## Location annotation dataset excerpts
▼

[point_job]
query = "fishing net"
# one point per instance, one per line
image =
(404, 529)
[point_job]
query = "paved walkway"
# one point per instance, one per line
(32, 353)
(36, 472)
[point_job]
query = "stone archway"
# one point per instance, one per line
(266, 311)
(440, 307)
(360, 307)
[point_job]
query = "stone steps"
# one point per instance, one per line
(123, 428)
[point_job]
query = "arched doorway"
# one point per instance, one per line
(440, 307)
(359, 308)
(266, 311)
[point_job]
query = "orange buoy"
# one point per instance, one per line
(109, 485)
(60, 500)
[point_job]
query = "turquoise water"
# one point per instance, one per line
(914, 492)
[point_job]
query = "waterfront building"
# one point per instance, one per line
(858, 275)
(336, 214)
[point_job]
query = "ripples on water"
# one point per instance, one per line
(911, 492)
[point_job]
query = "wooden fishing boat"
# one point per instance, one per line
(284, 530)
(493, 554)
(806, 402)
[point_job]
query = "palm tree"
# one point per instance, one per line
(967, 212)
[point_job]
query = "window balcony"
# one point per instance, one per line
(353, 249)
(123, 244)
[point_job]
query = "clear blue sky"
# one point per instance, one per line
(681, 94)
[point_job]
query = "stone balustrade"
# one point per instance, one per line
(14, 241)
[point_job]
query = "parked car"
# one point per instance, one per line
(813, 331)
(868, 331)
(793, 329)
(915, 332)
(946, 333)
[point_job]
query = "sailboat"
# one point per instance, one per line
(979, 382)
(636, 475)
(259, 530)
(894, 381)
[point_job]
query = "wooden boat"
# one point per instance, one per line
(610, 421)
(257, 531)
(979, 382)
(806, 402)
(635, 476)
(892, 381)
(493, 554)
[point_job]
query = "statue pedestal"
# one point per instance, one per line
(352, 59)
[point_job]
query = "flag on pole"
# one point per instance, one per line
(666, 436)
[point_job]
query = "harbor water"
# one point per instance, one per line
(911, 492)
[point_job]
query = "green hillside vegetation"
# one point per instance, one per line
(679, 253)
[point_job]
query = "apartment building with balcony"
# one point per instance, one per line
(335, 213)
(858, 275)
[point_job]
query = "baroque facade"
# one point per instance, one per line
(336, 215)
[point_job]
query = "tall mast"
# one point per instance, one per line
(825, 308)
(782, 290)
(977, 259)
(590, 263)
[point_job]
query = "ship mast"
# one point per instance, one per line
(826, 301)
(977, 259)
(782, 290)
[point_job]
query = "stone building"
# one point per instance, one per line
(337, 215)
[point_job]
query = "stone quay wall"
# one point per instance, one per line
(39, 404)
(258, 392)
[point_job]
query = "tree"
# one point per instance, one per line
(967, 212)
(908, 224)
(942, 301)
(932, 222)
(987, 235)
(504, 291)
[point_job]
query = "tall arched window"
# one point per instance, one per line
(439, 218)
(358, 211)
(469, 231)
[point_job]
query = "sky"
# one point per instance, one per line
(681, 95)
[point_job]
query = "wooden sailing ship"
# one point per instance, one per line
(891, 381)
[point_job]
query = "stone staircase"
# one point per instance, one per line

▲

## THE REQUEST
Please set down all the data word for word.

## TASK OUTPUT
[point_job]
query = "fishing net"
# one point per instance, one per line
image =
(404, 529)
[point_job]
query = "paved walkway"
# one point per instance, one per line
(32, 353)
(36, 472)
[point_job]
query = "stone archway"
# one point per instance, one per line
(266, 311)
(440, 307)
(360, 307)
[point_job]
query = "stone steps"
# one point per instance, one per line
(123, 428)
[point_job]
query = "arched doorway"
# one point per instance, one per line
(440, 307)
(359, 308)
(266, 311)
[point_job]
query = "orange buoy"
# one point per instance, one per line
(109, 485)
(60, 500)
[point_job]
query = "turquoise water"
# one point per instance, one per line
(914, 492)
[point_job]
query = "waterfront building"
# one point per instance, one per line
(858, 275)
(336, 214)
[point_job]
query = "ripples on water"
# one point per instance, one per line
(911, 492)
[point_job]
query = "wooden fishing boat"
# one point per instance, one per line
(284, 530)
(493, 554)
(806, 402)
[point_job]
query = "palm tree"
# one point per instance, one per line
(967, 212)
[point_job]
query = "window balcony"
# one point per instance, one per line
(353, 249)
(123, 244)
[point_job]
query = "clear blue sky"
# one point per instance, one per line
(681, 94)
[point_job]
query = "stone balustrade"
# one point per instance, one per line
(14, 241)
[point_job]
query = "parked car"
# one point per instance, one per line
(813, 331)
(868, 331)
(793, 329)
(915, 332)
(946, 333)
[point_job]
query = "sailboat"
# one point per instance, one per line
(979, 382)
(636, 475)
(259, 530)
(894, 381)
[point_job]
query = "wooden boat"
# one point per instance, one per line
(610, 421)
(257, 531)
(979, 382)
(806, 402)
(635, 476)
(892, 381)
(493, 554)
[point_job]
query = "statue pedestal"
# one point per instance, one per line
(352, 59)
[point_job]
query = "flag on pole"
# one point per instance, one per line
(666, 436)
[point_job]
query = "harbor water"
# one point per instance, one per line
(911, 492)
[point_job]
query = "green hillside vegetation"
# one point per instance, one per line
(679, 253)
[point_job]
query = "apartment building with balcony"
# one point per instance, one per line
(335, 213)
(858, 275)
[point_job]
query = "baroque facade"
# one point per instance, one per line
(336, 215)
[point_job]
query = "tall mast"
# one point per instance, one per line
(825, 308)
(782, 290)
(977, 259)
(590, 263)
[point_job]
query = "ship mast"
# one point per instance, one per line
(826, 301)
(977, 259)
(782, 290)
[point_job]
query = "stone building"
# one point per instance, one per line
(337, 215)
[point_job]
query = "stone quay wall"
# one point per instance, one per line
(39, 404)
(258, 392)
[point_job]
query = "tree"
# one point per instance, one per line
(967, 212)
(908, 224)
(942, 301)
(932, 222)
(987, 235)
(504, 291)
[point_job]
query = "tall arched window"
# one point per instance, one per line
(439, 218)
(358, 211)
(469, 231)
[point_job]
query = "sky"
# one point per instance, one per line
(681, 95)
[point_job]
query = "wooden sailing ship"
# one point per instance, one per line
(891, 381)
[point_job]
query = "stone staircase"
# one point per instance, one per line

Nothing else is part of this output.